# [Provided records]
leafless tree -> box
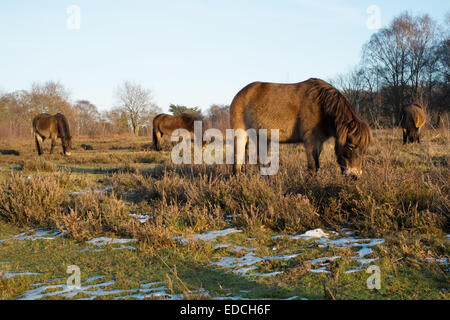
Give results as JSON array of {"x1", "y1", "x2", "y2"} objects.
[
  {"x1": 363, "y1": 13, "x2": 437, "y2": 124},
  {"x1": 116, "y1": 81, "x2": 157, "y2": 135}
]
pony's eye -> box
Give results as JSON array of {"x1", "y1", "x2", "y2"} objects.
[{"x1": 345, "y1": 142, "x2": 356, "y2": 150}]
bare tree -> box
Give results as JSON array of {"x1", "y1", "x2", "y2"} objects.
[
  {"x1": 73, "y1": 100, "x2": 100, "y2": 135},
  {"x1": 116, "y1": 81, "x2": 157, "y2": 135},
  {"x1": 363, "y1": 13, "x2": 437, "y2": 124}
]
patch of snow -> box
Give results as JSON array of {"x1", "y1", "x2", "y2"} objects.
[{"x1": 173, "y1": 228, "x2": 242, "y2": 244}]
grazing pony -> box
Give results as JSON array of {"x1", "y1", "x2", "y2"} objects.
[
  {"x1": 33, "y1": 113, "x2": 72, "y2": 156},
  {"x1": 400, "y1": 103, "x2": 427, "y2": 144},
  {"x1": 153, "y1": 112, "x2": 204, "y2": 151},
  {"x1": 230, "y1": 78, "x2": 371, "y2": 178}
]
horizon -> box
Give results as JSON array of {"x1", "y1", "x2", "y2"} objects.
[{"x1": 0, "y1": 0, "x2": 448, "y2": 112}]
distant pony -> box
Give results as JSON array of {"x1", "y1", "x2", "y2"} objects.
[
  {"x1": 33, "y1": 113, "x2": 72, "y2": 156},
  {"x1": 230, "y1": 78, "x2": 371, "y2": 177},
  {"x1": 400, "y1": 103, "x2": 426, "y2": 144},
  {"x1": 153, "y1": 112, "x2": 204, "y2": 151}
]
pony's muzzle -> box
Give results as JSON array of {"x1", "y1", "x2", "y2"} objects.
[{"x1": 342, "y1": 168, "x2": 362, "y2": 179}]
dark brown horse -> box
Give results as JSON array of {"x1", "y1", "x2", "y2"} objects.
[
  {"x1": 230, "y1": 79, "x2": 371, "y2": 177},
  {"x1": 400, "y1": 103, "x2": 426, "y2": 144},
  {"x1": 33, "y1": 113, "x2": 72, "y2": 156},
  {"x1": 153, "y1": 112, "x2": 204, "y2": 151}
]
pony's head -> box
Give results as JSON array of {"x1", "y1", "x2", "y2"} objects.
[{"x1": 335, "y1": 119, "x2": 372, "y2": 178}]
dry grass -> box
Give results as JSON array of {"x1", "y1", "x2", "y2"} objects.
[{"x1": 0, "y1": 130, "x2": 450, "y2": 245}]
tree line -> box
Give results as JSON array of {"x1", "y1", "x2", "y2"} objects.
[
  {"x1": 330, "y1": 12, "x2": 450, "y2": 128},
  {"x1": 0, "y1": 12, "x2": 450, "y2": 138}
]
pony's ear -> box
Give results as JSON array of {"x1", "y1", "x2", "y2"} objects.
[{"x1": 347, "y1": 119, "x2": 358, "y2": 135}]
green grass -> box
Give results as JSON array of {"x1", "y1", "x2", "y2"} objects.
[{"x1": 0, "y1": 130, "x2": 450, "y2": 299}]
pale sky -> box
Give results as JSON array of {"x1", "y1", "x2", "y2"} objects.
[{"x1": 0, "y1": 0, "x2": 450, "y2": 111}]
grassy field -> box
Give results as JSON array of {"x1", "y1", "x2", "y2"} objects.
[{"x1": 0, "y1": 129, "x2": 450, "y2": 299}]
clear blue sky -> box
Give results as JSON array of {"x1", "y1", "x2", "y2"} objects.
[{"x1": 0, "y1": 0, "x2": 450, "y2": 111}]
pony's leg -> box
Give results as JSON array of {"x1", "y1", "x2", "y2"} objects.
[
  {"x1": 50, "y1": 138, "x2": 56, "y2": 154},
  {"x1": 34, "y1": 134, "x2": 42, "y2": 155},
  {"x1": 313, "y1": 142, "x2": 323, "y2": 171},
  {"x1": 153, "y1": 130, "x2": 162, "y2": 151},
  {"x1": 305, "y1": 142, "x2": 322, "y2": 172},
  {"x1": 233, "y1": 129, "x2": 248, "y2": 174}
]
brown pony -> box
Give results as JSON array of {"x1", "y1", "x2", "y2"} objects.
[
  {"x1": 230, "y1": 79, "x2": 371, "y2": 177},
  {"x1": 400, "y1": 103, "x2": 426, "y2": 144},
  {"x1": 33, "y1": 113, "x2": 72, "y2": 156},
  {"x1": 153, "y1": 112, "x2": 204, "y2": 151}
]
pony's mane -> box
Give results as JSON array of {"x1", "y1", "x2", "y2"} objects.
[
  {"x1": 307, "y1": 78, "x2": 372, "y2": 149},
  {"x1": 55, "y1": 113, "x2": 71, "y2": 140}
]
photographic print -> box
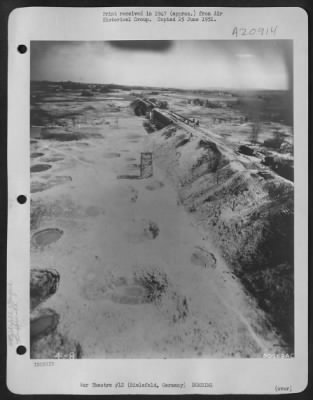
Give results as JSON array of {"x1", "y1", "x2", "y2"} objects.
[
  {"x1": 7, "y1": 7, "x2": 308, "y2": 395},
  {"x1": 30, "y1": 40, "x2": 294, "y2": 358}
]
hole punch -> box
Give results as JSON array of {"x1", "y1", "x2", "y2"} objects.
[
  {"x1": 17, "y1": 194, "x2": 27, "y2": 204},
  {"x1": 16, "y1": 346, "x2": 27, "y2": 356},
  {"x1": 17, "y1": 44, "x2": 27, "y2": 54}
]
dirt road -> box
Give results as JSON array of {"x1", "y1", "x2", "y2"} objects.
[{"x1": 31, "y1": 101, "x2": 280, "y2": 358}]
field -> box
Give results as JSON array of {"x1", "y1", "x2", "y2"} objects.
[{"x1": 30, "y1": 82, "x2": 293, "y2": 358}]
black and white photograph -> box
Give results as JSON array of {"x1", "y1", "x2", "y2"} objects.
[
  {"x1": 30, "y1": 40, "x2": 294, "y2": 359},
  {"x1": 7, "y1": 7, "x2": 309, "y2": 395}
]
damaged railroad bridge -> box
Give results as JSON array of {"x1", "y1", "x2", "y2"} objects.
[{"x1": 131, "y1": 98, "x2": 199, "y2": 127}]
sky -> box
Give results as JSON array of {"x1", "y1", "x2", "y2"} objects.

# [What the task requires]
Write out every item above word for word, leaving out the pictures.

# [Answer to the task]
leafless tree -> box
Give results as JSON array of {"x1", "y1", "x2", "y2"} objects.
[
  {"x1": 363, "y1": 13, "x2": 437, "y2": 124},
  {"x1": 116, "y1": 81, "x2": 157, "y2": 135}
]
pony's eye -> box
Give results as JSON array of {"x1", "y1", "x2", "y2"} objects.
[{"x1": 345, "y1": 142, "x2": 356, "y2": 150}]
bare tree -> box
Give results as JSON array of {"x1", "y1", "x2", "y2"} objects.
[
  {"x1": 73, "y1": 100, "x2": 100, "y2": 135},
  {"x1": 116, "y1": 81, "x2": 157, "y2": 135},
  {"x1": 363, "y1": 13, "x2": 437, "y2": 124}
]
patch of snow -> box
Give results as JSON array of {"x1", "y1", "x2", "y2"} objects.
[{"x1": 173, "y1": 228, "x2": 242, "y2": 244}]
grazing pony -> box
Give results as JSON array of {"x1", "y1", "x2", "y2"} objects.
[
  {"x1": 33, "y1": 113, "x2": 72, "y2": 156},
  {"x1": 400, "y1": 103, "x2": 427, "y2": 144},
  {"x1": 153, "y1": 112, "x2": 204, "y2": 151},
  {"x1": 230, "y1": 78, "x2": 371, "y2": 178}
]
horizon -> box
Give results as JSON array of {"x1", "y1", "x2", "y2"} objects.
[{"x1": 0, "y1": 0, "x2": 448, "y2": 112}]
distant pony -> box
Give results as JSON array of {"x1", "y1", "x2", "y2"} objects.
[
  {"x1": 33, "y1": 113, "x2": 72, "y2": 156},
  {"x1": 230, "y1": 78, "x2": 371, "y2": 177},
  {"x1": 400, "y1": 103, "x2": 426, "y2": 144},
  {"x1": 153, "y1": 112, "x2": 204, "y2": 151}
]
pony's muzzle -> box
Give results as JSON array of {"x1", "y1", "x2", "y2"} objects.
[{"x1": 342, "y1": 168, "x2": 362, "y2": 179}]
dark brown horse -> box
Give results as JSON array of {"x1", "y1", "x2", "y2"} objects.
[
  {"x1": 230, "y1": 79, "x2": 371, "y2": 177},
  {"x1": 400, "y1": 103, "x2": 426, "y2": 144},
  {"x1": 33, "y1": 113, "x2": 72, "y2": 156},
  {"x1": 153, "y1": 112, "x2": 204, "y2": 151}
]
pony's head -> box
Give results as JSON array of {"x1", "y1", "x2", "y2"} objects.
[{"x1": 335, "y1": 119, "x2": 372, "y2": 178}]
dry grass -> box
Give results as JSON array of {"x1", "y1", "x2", "y2"} objects.
[{"x1": 0, "y1": 130, "x2": 450, "y2": 245}]
tree line -> box
Give results as JSON array of {"x1", "y1", "x2", "y2"} objects.
[
  {"x1": 330, "y1": 12, "x2": 450, "y2": 128},
  {"x1": 0, "y1": 12, "x2": 450, "y2": 138}
]
pony's ear -> box
Give results as JSON array of {"x1", "y1", "x2", "y2"} objects.
[{"x1": 347, "y1": 119, "x2": 358, "y2": 135}]
green grass -> box
Give results as JSON array of {"x1", "y1", "x2", "y2"} objects.
[{"x1": 0, "y1": 130, "x2": 450, "y2": 299}]
pale sky -> box
Give results as JSON array of {"x1", "y1", "x2", "y2"} objects.
[{"x1": 0, "y1": 0, "x2": 450, "y2": 111}]
grassy field -> box
Give results as JSON array of {"x1", "y1", "x2", "y2"} objects.
[{"x1": 0, "y1": 129, "x2": 450, "y2": 299}]
clear blue sky -> box
Give results as JSON array of {"x1", "y1", "x2", "y2"} objects.
[{"x1": 0, "y1": 0, "x2": 450, "y2": 111}]
pony's leg -> box
Give results as JSON array of {"x1", "y1", "x2", "y2"} objects.
[
  {"x1": 50, "y1": 138, "x2": 56, "y2": 154},
  {"x1": 34, "y1": 134, "x2": 42, "y2": 155},
  {"x1": 313, "y1": 142, "x2": 323, "y2": 171},
  {"x1": 153, "y1": 130, "x2": 162, "y2": 151},
  {"x1": 305, "y1": 142, "x2": 322, "y2": 172},
  {"x1": 233, "y1": 129, "x2": 248, "y2": 174}
]
brown pony -> box
Give results as JSON array of {"x1", "y1", "x2", "y2"} objects.
[
  {"x1": 230, "y1": 79, "x2": 371, "y2": 177},
  {"x1": 400, "y1": 103, "x2": 426, "y2": 144},
  {"x1": 33, "y1": 113, "x2": 72, "y2": 156},
  {"x1": 153, "y1": 112, "x2": 204, "y2": 151}
]
pony's mane -> box
Give results as JSON array of {"x1", "y1", "x2", "y2"} objects.
[
  {"x1": 307, "y1": 78, "x2": 372, "y2": 149},
  {"x1": 55, "y1": 113, "x2": 71, "y2": 140}
]
photographic print -> box
Give results as JSON array of {"x1", "y1", "x2", "y2"} objects.
[
  {"x1": 7, "y1": 7, "x2": 308, "y2": 395},
  {"x1": 30, "y1": 40, "x2": 294, "y2": 358}
]
hole punch -> box
Give results as JSON array of {"x1", "y1", "x2", "y2"} objects.
[
  {"x1": 17, "y1": 194, "x2": 27, "y2": 204},
  {"x1": 16, "y1": 346, "x2": 27, "y2": 356},
  {"x1": 17, "y1": 44, "x2": 27, "y2": 54}
]
dirt road -> box
Give results as JSON array of {"x1", "y1", "x2", "y2"} objects.
[{"x1": 31, "y1": 101, "x2": 280, "y2": 358}]
field -> box
Give results as JSON array of {"x1", "y1", "x2", "y2"} objects.
[{"x1": 30, "y1": 82, "x2": 293, "y2": 358}]
black and white photograph -> box
Give results as JSON array of {"x1", "y1", "x2", "y2"} objects.
[
  {"x1": 30, "y1": 40, "x2": 294, "y2": 359},
  {"x1": 7, "y1": 7, "x2": 309, "y2": 395}
]
damaged railroad bridge -> box
Give results as JSON array of {"x1", "y1", "x2", "y2"} objects.
[{"x1": 131, "y1": 98, "x2": 199, "y2": 127}]
sky -> box
Give results as JSON array of {"x1", "y1", "x2", "y2"} objects.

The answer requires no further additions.